— Objectif —
Répondez à ces trois questions sur la critique de l'album Stratosfear, une par ligne :
1. En quelle année l'album est-il sorti ?
2. À quel groupe la critique compare-t-elle Tangerine Dream ?
3. Quel rang Stratosfear occupe-t-il parmi les ventes de Tangerine Dream ?

— Texte extrait —
>>>
Tangerine Dream – Stratosfear
Polydor – 2473 721 – Edition France
– 1976
Plantons immédiatement le
décor. Stratosfear est un album saisissant, au vrai sens du terme : il porte en
lui, c'est-à-dire dans ses sonorités, une époque particulièrement riche - les
années 70 - et un caractère qui en est inhérent - l'expérimentation. Par cet
état de fait, l'opus, sorti en 1976, pourrait être devenu caduque compte tenu
de son âge. Je vous rassure tout de suite, il n'en est rien. Oui, l'album
"sent" à plein nez cette époque où naissent véritablement les
synthétiseurs et où le psychédélisme, avec son cortège de drogues et
d'onirisme, a envahi l'essentiel de la musique alternative. Mais il résiste au
passage du temps, à l'image d'un PINK FLOYD, grâce à un talent unique qui lui
permet de s'approprier un public aussi large qu'hétéroclite. La preuve en est
son succès, Stratosfear étant à ce jour l'album le plus vendu de TANGERINE
DREAM. A l'observation de cette remarque s'agite pourtant le spectre de
l'aspect "commercial"... que je balaye d'un revers, reprenant mon
exemple de PINK FLOYD : on peut réaliser de très bonnes ventes non pas parce
que l'on met de l'eau dans sa musique, mais parce que l'on est irrésistible !
<<<
— Matériel fourni —
>>>
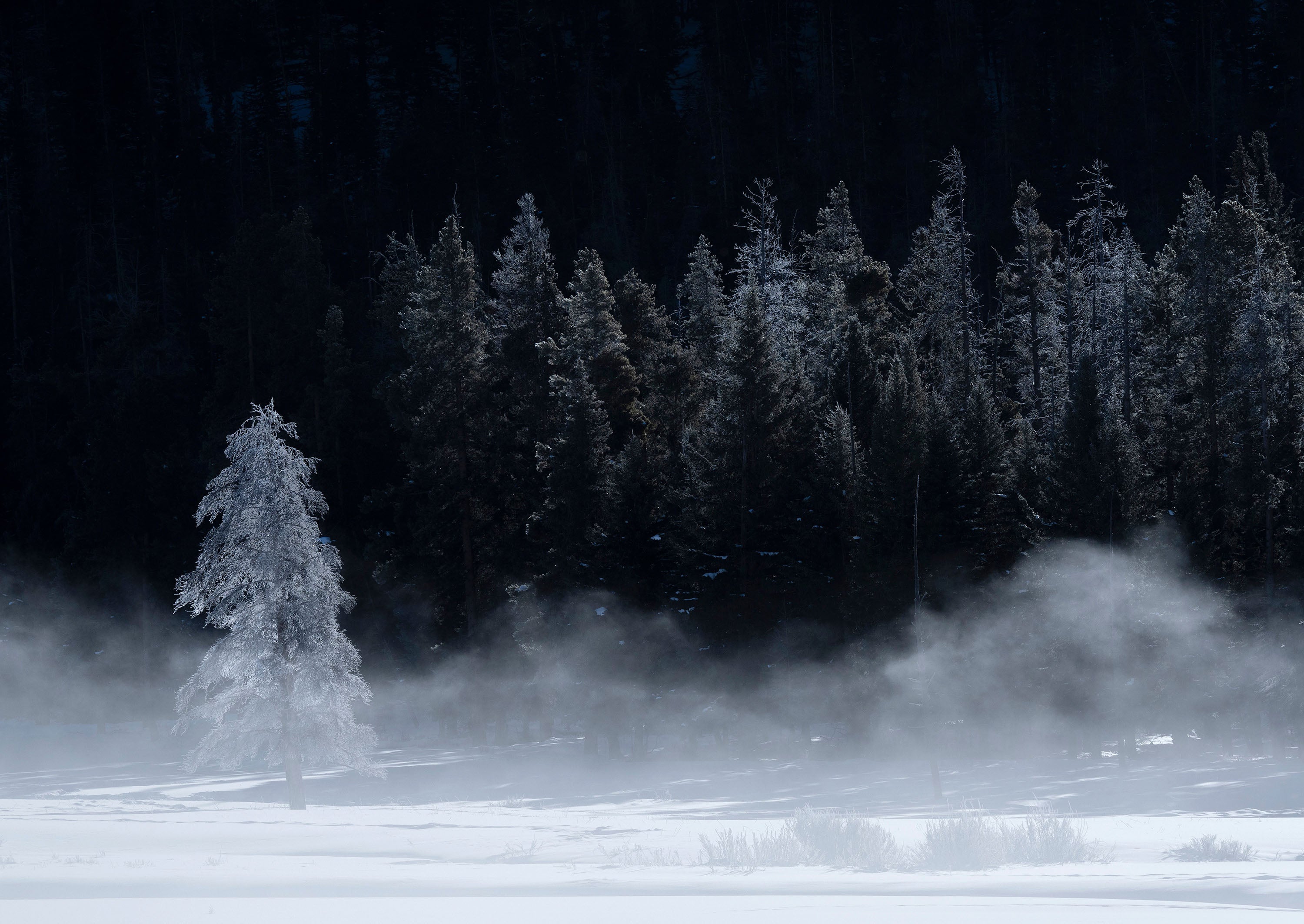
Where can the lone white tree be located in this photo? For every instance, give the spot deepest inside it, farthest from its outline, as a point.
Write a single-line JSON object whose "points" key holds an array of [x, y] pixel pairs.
{"points": [[281, 682]]}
<<<
— Résultat obtenu —
1. En 1976.
2. À Pink Floyd.
3. C'est à ce jour l'album le plus vendu de Tangerine Dream.